WHAT THIS TASK INVOLVES - Rewrite every line of the material below with each "one marker apiece" replaced by "a single marker for each". Leave everything else unchanged.

GIVEN INFORMATION -
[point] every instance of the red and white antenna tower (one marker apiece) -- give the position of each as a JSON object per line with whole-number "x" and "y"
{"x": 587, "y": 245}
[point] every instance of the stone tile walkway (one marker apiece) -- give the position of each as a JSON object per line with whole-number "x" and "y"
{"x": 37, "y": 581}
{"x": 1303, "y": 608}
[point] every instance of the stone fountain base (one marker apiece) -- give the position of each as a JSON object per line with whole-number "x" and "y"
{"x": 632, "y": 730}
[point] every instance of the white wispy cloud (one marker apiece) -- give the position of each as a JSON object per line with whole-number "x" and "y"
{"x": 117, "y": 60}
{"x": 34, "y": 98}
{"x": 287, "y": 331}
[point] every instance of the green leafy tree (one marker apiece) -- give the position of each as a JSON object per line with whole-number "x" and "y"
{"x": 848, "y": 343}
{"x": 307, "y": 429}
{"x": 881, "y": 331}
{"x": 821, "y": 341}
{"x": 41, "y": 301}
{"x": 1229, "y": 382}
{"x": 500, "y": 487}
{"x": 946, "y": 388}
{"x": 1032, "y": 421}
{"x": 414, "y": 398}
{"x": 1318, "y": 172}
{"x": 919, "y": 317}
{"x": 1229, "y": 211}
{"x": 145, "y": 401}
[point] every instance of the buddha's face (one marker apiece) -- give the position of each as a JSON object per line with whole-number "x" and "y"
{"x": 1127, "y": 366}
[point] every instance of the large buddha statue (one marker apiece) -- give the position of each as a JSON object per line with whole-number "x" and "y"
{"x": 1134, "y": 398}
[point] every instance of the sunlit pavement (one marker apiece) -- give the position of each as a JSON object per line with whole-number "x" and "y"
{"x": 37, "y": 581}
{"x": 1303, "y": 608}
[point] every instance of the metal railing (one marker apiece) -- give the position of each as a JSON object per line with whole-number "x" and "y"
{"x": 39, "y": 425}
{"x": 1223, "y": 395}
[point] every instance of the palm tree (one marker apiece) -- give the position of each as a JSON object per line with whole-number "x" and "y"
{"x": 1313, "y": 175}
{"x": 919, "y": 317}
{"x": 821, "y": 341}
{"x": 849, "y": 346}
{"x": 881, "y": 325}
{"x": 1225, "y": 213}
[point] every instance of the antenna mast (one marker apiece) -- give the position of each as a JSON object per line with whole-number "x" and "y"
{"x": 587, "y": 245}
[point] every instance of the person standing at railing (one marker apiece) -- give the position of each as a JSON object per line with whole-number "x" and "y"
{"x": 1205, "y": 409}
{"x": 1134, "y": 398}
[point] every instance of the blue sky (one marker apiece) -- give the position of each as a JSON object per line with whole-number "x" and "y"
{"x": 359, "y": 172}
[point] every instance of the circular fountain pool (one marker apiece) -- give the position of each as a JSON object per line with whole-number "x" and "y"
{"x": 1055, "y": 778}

TASK OUTPUT -
[point] every instance of the red and white antenna tower (a single marker for each) -- give the position of each as a JSON object per line with whole-number "x" and "y"
{"x": 587, "y": 245}
[point] every instance of the stone tile walkway (a single marker for each) -- give the position of each as a JSON object per line with whole-number "x" and "y"
{"x": 37, "y": 581}
{"x": 1303, "y": 608}
[point] every instance of the stone fountain base (a single marker for each) -- give the position of each as a JSON object per line with whole-number "x" and "y"
{"x": 632, "y": 730}
[point] every instance of the white wispy cloud (a single marker for each) -- give the position of each as a JSON object per line with whole-number "x" and "y"
{"x": 117, "y": 60}
{"x": 34, "y": 98}
{"x": 287, "y": 331}
[point] every instance of the green leafy tree (a single marker for each) -- give the position of each as a JSON object per line with whole-number "x" and "y"
{"x": 848, "y": 343}
{"x": 307, "y": 429}
{"x": 881, "y": 331}
{"x": 821, "y": 341}
{"x": 41, "y": 301}
{"x": 1229, "y": 382}
{"x": 500, "y": 487}
{"x": 946, "y": 388}
{"x": 1032, "y": 421}
{"x": 414, "y": 398}
{"x": 1318, "y": 172}
{"x": 919, "y": 317}
{"x": 1229, "y": 211}
{"x": 145, "y": 401}
[point] every instance of the buddha's face (a single marker for each) -- give the position of each as a JSON object per line with whole-number "x" and "y"
{"x": 1127, "y": 366}
[point] every instance of the large buddha statue (a single marker for each) -- give the position of each as a JSON object per line with whole-number "x" and "y"
{"x": 1134, "y": 398}
[point] every instance of the sunlit pavement (a single marker for each) -- give the position of each as a JSON object per line with whole-number "x" and "y"
{"x": 37, "y": 581}
{"x": 1303, "y": 608}
[point] every instance of the metal railing (a single marker for each) -- give the position of each as a JSON object per line with whole-number "x" and "y"
{"x": 39, "y": 425}
{"x": 1223, "y": 395}
[point] every instance of the palm tree (a single marker for each) -- give the position of each as a JSON object per line with whole-number "x" and "y"
{"x": 1313, "y": 175}
{"x": 919, "y": 317}
{"x": 821, "y": 341}
{"x": 849, "y": 346}
{"x": 881, "y": 325}
{"x": 1225, "y": 213}
[point] every instance of the antenna mast (a single marker for each) -- give the position of each as a JSON object per line with whole-number "x" and "y"
{"x": 587, "y": 245}
[point] every instance of the person standing at railing (a single marker for each) -- give the position of each as a JSON object per line with whole-number "x" and "y"
{"x": 1205, "y": 409}
{"x": 1134, "y": 398}
[point] every instance of the blue sky (a single marker for each) -- give the position of each as a JSON object per line with whole-number "x" and "y"
{"x": 359, "y": 172}
[point] every instance of the circular fountain pool (a single marker for each) -- give the position of each as a JSON object per line with whole-number "x" and "y"
{"x": 1055, "y": 778}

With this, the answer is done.